__Given task__: Write out every line of the listing below without changing anything.

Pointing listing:
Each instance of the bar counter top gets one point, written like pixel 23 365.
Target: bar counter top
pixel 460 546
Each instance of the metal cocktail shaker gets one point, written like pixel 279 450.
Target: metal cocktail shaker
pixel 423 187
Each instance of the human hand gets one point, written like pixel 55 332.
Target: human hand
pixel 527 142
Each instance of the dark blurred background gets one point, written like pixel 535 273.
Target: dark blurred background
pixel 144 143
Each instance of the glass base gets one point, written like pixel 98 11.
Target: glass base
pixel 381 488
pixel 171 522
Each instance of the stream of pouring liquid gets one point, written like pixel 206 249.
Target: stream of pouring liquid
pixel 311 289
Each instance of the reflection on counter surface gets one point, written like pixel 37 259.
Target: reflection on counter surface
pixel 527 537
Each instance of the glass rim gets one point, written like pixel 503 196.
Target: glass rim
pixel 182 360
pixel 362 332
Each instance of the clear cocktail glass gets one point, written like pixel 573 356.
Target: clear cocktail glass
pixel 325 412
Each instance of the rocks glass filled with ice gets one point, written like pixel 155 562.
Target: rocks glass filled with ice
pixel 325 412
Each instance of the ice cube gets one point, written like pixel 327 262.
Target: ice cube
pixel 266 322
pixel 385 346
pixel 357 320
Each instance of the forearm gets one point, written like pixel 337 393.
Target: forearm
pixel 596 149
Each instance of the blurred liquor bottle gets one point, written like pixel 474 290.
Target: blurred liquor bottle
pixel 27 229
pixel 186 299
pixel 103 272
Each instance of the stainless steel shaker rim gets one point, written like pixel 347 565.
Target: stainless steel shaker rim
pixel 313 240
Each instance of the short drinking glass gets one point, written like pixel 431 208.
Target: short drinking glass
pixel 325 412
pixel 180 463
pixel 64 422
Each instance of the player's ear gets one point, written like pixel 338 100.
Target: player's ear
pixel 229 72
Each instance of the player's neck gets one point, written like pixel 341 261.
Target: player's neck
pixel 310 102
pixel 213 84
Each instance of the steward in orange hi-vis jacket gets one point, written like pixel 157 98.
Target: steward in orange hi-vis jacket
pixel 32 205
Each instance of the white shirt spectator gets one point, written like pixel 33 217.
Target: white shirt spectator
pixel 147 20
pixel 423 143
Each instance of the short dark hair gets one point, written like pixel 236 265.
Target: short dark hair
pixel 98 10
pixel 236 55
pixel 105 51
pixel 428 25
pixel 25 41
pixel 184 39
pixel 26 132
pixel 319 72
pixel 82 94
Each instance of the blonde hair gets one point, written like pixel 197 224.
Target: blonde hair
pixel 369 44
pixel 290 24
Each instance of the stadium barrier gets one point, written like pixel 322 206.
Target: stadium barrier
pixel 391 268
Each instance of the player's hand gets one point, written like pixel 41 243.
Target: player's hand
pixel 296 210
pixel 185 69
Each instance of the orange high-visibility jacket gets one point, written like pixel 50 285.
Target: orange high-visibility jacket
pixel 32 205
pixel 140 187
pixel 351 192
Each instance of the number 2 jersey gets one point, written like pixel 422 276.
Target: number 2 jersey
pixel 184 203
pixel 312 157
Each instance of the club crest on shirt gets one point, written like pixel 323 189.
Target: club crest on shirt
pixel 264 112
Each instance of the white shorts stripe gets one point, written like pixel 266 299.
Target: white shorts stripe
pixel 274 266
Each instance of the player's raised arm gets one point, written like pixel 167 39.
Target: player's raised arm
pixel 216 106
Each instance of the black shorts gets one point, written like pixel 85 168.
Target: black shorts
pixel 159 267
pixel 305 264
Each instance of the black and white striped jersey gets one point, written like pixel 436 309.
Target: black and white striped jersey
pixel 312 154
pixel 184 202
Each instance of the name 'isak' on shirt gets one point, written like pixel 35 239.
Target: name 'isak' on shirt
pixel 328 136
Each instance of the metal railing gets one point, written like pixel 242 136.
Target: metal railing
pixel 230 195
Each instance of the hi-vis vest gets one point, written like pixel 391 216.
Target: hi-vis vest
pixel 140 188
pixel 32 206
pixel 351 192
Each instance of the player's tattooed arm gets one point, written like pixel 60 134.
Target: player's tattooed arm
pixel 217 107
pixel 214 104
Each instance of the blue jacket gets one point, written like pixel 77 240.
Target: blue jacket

__Exercise result__:
Each instance of the bar counter top gets one point, written like pixel 23 365.
Target: bar counter top
pixel 460 546
Each instance of the metal cocktail shaker gets one point, written like pixel 279 450.
Target: metal cocktail shaker
pixel 423 187
Each instance of the human hand gets one point, written like pixel 55 332.
Target: human hand
pixel 527 142
Each instance of the dark blurred background gets one point, written like pixel 535 273.
Target: dark blurred background
pixel 144 143
Each instance of the glass base gets one point, written like pixel 98 11.
Target: glass base
pixel 381 488
pixel 171 522
Each instance of the stream of pouring liquid gets one point, written like pixel 206 249.
Target: stream of pouring liquid
pixel 311 289
Each instance of the reflection on counter surface gets one point, written like pixel 37 259.
Target: reflection on counter surface
pixel 527 537
Each instance of the glass rim gets one point, written like pixel 503 196.
Target: glass rim
pixel 182 360
pixel 362 332
Each instance of the clear cocktail glass gets one point, written like pixel 573 356.
Target: clear cocktail glass
pixel 325 412
Each instance of the rocks glass filled with ice gets one point, written like pixel 155 562.
Target: rocks glass filled with ice
pixel 325 412
Each instance of the ice cube gets one point, written like pixel 327 262.
Target: ice cube
pixel 266 322
pixel 385 346
pixel 357 320
Each instance of the forearm gets one point, written like pixel 337 393.
Target: forearm
pixel 596 149
Each instance of the blurred liquor bottle gets one point, written like pixel 474 290.
Target: blurred liquor bottle
pixel 27 229
pixel 186 299
pixel 103 272
Each instance of the stainless steel shaker rim gets one point, written like pixel 347 565.
Target: stainless steel shaker rim
pixel 313 240
Each instance of the short drinking glass gets one point, written like pixel 431 208.
Target: short drinking glass
pixel 325 412
pixel 180 463
pixel 64 422
Each instance of the player's ear gets one point, written like pixel 338 100.
Target: player's ear
pixel 229 72
Each instance of the player's neck gets one point, written like pixel 341 261.
Target: player's neck
pixel 310 102
pixel 213 84
Each instance of the steward in orange hi-vis jacket gets one point, written like pixel 157 98.
Target: steward in orange hi-vis jacket
pixel 32 205
Each instance of the white shirt spectator gets one point, written like pixel 33 217.
Target: white shirt spectator
pixel 147 20
pixel 423 143
Each instance of the short dark hair gets one point, written like pixel 236 265.
Target: short dark hair
pixel 98 10
pixel 236 55
pixel 105 51
pixel 428 25
pixel 25 41
pixel 184 39
pixel 26 132
pixel 319 72
pixel 82 94
Each instance of the blonde hair gets one point, written like pixel 197 224.
Target: blonde hair
pixel 369 44
pixel 290 24
Each instance of the stadium barrier gets one point, written like pixel 322 206.
Target: stadium barrier
pixel 391 268
Each instance of the player's hand gets one point, written like pixel 41 243.
Target: player's hand
pixel 296 210
pixel 185 69
Each instance of the orange high-visibility jacket gets one point, written like pixel 50 285.
Target: orange high-visibility jacket
pixel 32 205
pixel 140 187
pixel 351 192
Each instance of the number 2 jersey gets one point, written like pixel 422 276.
Target: number 2 jersey
pixel 184 203
pixel 312 157
Each instance of the club crest on shirt gets one point, written like pixel 323 189.
Target: club crest on shirt
pixel 264 112
Each instance of the white shorts stripe gets one point, written like pixel 266 299.
Target: white shorts stripe
pixel 274 266
Each instance of the player's raised arm gets one point, written like pixel 167 39.
Target: player's raised arm
pixel 216 106
Each instance of the black shorts gets one point, written like pixel 85 168.
Target: black shorts
pixel 159 267
pixel 305 264
Each instance of the black and white striped jersey gets one point, written like pixel 436 309.
Target: black and white striped jersey
pixel 312 154
pixel 184 202
Each instance of the name 'isak' on shirt gets one point, written like pixel 35 239.
Target: name 'isak' on shirt
pixel 328 136
Each instance of the metal railing gets one point, written like pixel 242 136.
Target: metal railing
pixel 230 195
Each instance of the hi-vis vest gets one point, written like pixel 391 216.
Target: hi-vis vest
pixel 140 188
pixel 32 206
pixel 351 192
Each instance of the player's tattooed arm gets one point, written like pixel 60 134.
Target: player's tattooed arm
pixel 217 107
pixel 214 104
Each instance of the blue jacket gets one point, written like pixel 77 240.
Target: blue jacket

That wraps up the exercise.